I wouldn't be surprised if password managers implement sharing between users tho

Could be clearer for the tech folks though I agree.

this isn't just public key encryption. Think of it as a physical Yubikey but embedded in your ...whatever.

How convenient!

> Passkeys created on Android are backed up and synced with Android devices that are signed in to the same Google Account, in the same way as passwords are backed up to the password manager.

I don't like this. Time will tell if Google's implementation will be open source, and if third parties can hook into the OS level integration. I certainly don't like the lack of emphasis on interoperability from the get go.

I do not like this future.

It is all user terminology for Web Authentication features, so credentials stored on a current Yubikey are also "passkeys".

There are multiple open source security key hardware implementations that support the published specs.

There are multiple password managers that have started to implement "passkey manager" functionality - 1Password and Dashlane have made announcements here and have published code and Web Extensions for desktop.

Android 14 beta has a system API where software providers such as 1Password and Dashlane can work with this system, not just for Chrome but for installed applications.

I doubt Google's Password Manager will ever be open sourced, but it doesn't need to be for an interoperable ecosystem.

what you described above doesn't guarantee that the ecosystem is interoperable. With passwords, there is no way for the service provider to hide the cleartext password from you, this is inherent to the way passwords work. With passkey, a service provider could decide to hide the private keys from you, effectively locking you into their ecosystem, and there is nothing you could do to avoid this.

There's no guarantee that they will act in a user-beneficial manner, except they all already exist and already act in a user beneficial manner, and that there is no strategic benefit of acting in a user-hostile manner.

> With passwords, there is no way for the service provider to hide the cleartext password from you

Sure there is. They could refuse to do anything but form fill the passwords on registration and authentication pages, where the field in the browser will not allow you to copy the password back out.

The force that keeps them from doing such user-hostile behavior for lock-in today is that nobody would want to use that system. They would not use that vendor. It would be product suicide.

> effectively locking you into their ecosystem, and there is nothing you could do to avoid this.

Unlike passwords, sites are encouraged to allow you to register multiple passkeys. Some sites may push the user to do this for convenience, such as if they see user utilizing a security key or phone to authenticate into their desktop when the desktop is capable of doing passkeys directly.

This gives a whole new ability to jump ship if you decide you don't like your software vendor.

Now, there is a parallel question of "what if a vendor uses their monopolistic power to prevent an ecosystem from being created, and then acts in a user-malicious manner". I suspect they would quickly get multi-national scrutiny.

You can, but most people won't because they will be locked-in, this is not the case with passwords as it's quite easy to change password manager without having to reset all your passwords.
━━━━━━━━
_Challenge A_
Write out the part of the passkey thread that opens with the words "Could be clearer" and closes with "the password manager.".
The passkey thread and the records have no connection to each other.
━━━━━━━━
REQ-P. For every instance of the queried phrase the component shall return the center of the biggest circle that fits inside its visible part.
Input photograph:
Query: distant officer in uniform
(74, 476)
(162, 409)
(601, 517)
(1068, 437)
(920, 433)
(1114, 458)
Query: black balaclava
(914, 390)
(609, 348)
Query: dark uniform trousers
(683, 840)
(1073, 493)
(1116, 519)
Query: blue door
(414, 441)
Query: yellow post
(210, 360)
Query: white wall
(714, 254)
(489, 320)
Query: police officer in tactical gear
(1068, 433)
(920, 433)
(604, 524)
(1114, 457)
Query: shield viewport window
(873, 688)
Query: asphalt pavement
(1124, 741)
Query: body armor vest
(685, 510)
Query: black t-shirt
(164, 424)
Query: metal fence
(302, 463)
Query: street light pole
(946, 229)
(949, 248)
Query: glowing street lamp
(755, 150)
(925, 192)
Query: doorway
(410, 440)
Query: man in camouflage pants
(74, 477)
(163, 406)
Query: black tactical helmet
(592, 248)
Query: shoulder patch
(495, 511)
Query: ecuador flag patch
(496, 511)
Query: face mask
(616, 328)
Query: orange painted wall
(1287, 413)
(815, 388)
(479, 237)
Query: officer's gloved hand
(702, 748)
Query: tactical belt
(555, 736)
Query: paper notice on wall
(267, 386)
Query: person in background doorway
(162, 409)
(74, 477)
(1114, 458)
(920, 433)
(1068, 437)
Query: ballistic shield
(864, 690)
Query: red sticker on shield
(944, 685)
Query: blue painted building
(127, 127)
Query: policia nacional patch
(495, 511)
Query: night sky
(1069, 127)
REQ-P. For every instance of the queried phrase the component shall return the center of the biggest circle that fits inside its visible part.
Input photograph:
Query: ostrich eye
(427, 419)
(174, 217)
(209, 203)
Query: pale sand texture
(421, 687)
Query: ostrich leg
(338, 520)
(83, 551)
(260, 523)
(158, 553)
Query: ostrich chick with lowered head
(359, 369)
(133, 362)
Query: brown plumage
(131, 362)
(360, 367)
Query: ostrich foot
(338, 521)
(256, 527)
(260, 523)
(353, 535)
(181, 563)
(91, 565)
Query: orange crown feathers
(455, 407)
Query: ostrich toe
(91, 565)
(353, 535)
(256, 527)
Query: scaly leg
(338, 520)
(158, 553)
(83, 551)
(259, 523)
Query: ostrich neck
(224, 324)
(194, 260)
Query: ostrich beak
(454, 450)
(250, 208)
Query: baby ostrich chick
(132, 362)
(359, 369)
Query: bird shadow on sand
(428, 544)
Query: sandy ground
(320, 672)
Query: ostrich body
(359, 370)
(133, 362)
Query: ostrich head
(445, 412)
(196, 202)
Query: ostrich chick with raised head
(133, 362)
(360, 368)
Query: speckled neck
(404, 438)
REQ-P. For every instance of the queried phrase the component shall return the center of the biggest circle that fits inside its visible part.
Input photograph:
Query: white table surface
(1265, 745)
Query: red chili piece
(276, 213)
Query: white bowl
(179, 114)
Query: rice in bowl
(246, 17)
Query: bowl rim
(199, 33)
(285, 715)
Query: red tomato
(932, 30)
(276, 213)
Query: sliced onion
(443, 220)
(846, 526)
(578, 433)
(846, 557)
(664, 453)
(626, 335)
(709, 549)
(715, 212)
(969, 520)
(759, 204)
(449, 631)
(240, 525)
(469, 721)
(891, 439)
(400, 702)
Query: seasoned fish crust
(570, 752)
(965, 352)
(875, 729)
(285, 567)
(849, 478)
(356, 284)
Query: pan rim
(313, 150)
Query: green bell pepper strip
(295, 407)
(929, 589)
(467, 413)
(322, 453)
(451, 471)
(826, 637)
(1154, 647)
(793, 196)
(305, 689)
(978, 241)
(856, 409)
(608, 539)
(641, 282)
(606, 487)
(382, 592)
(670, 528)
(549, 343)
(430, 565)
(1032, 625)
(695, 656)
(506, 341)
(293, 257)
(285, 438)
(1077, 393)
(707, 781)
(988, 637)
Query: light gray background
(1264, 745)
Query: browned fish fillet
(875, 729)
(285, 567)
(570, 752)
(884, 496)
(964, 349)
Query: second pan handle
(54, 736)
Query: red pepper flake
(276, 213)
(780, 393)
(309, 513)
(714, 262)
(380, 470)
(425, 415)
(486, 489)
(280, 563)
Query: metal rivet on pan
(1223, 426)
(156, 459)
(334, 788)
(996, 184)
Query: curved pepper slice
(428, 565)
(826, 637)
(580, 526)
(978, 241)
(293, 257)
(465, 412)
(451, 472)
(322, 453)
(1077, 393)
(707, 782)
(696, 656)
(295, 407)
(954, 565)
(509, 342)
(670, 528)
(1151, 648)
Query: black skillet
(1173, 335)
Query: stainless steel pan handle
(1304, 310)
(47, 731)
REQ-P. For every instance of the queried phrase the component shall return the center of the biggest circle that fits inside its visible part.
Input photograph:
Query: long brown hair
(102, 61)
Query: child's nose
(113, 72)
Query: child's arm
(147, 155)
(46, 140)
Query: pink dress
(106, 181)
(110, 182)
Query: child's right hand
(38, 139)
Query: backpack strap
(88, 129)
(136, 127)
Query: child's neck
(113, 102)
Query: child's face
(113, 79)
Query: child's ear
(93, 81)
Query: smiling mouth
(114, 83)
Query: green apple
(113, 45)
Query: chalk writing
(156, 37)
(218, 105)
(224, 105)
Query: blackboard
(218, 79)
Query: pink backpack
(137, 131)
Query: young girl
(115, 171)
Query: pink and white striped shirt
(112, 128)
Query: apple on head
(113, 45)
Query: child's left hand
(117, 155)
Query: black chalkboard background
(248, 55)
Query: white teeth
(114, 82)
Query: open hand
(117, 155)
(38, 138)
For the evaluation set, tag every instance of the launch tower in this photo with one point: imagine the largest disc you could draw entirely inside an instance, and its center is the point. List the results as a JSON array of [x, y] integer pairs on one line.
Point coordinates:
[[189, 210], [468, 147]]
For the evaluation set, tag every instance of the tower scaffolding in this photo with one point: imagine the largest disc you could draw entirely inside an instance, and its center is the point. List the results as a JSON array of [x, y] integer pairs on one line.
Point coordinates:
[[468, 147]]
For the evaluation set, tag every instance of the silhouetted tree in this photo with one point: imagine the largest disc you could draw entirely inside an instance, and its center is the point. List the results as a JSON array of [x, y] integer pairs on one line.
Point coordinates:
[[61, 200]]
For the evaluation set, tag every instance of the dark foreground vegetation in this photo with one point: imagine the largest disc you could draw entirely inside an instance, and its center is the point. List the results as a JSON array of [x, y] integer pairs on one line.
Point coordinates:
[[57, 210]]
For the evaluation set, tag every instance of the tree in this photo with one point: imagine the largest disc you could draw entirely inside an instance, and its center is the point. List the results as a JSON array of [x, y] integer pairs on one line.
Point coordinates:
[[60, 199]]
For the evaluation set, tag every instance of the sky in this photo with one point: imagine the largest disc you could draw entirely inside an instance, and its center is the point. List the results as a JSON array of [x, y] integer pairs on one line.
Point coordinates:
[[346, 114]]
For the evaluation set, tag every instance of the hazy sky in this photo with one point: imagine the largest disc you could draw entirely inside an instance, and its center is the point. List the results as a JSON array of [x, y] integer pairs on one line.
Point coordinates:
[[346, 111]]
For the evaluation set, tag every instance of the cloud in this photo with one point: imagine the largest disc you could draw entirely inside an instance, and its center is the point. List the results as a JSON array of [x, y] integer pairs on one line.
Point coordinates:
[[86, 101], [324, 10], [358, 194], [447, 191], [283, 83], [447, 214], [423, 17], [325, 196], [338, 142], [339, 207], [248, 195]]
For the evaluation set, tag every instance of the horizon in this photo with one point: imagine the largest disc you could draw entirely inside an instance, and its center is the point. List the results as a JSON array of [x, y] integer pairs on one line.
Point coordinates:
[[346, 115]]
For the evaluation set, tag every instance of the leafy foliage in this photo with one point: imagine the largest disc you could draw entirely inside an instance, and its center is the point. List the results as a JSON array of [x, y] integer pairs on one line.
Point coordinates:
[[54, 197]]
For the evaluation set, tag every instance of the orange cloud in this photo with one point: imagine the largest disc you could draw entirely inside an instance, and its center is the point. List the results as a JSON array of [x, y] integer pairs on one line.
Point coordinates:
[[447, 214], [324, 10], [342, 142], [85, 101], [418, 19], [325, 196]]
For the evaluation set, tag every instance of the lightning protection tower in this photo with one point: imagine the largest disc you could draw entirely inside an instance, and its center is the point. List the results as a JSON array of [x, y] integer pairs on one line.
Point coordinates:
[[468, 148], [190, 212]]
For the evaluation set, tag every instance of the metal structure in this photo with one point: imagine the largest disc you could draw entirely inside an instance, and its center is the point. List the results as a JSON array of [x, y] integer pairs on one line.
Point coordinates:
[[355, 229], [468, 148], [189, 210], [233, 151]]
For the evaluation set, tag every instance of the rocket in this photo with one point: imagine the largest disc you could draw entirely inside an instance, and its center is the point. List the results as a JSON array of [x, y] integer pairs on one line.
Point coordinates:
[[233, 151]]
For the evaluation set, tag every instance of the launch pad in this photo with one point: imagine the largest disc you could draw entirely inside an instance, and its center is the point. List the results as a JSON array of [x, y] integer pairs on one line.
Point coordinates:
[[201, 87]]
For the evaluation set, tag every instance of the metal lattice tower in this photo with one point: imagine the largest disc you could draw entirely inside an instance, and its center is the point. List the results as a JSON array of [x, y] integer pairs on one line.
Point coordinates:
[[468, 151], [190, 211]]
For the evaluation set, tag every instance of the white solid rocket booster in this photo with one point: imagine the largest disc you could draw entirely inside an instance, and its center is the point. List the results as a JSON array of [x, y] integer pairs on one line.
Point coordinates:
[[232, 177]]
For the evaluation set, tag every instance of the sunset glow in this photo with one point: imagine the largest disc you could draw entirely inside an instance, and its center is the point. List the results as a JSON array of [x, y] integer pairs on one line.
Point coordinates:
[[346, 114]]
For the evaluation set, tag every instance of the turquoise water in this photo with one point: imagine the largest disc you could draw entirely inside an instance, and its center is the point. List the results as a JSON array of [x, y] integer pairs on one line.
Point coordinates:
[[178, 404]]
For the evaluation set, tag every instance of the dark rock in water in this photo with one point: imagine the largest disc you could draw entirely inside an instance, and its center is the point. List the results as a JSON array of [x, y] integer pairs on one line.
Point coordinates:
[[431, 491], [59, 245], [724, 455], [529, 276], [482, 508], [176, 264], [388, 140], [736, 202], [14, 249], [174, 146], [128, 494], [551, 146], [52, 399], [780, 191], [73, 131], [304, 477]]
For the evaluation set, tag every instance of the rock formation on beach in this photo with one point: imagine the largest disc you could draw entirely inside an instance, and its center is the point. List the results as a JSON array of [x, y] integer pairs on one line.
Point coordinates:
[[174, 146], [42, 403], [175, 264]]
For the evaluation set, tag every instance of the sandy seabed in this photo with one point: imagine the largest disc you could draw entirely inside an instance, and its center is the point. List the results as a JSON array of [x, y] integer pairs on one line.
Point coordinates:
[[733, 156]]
━━━━━━━━
_Challenge B_
Reproduce every line of the records from their start through the line containing "(1069, 127)", and increase each number in the coordinate pairs by 68. Keep all other lines unchanged.

_Complete answer A_
Could be clearer for the tech folks though I agree.

this isn't just public key encryption. Think of it as a physical Yubikey but embedded in your ...whatever.

How convenient!

> Passkeys created on Android are backed up and synced with Android devices that are signed in to the same Google Account, in the same way as passwords are backed up to the password manager.

_Complete answer B_
REQ-P. For every instance of the queried phrase the component shall return the center of the biggest circle that fits inside its visible part.
Input photograph:
Query: distant officer in uniform
(142, 544)
(230, 477)
(669, 585)
(1136, 505)
(988, 501)
(1182, 526)
Query: black balaclava
(982, 458)
(677, 416)
Query: dark uniform trousers
(751, 908)
(1141, 561)
(1184, 587)
Query: blue door
(482, 509)
Query: yellow post
(278, 428)
Query: white wall
(782, 322)
(557, 388)
Query: police officer in tactical gear
(1136, 501)
(988, 501)
(672, 592)
(1182, 525)
Query: shield viewport window
(941, 756)
Query: asphalt pavement
(1192, 809)
Query: body armor vest
(753, 578)
Query: black t-shirt
(232, 492)
Query: metal fence
(370, 531)
Query: street light pole
(1014, 297)
(1017, 316)
Query: glowing street lamp
(823, 218)
(993, 260)
Query: doorway
(478, 508)
Query: man in camouflage pants
(142, 545)
(231, 474)
Query: black tactical helmet
(660, 316)
Query: shoulder patch
(563, 579)
Query: ecuador flag patch
(564, 579)
Query: face mask
(684, 396)
Query: orange painted wall
(1355, 481)
(883, 456)
(547, 305)
Query: officer's gloved hand
(770, 816)
Query: tactical belt
(623, 804)
Query: paper notice on wall
(335, 454)
Query: person in background doorway
(230, 477)
(142, 545)
(1182, 526)
(988, 501)
(1136, 505)
Query: ballistic shield
(932, 758)
Query: red sticker on shield
(1012, 753)
Query: blue painted building
(195, 195)
Query: policia nacional patch
(563, 579)
Query: night sky
(1137, 195)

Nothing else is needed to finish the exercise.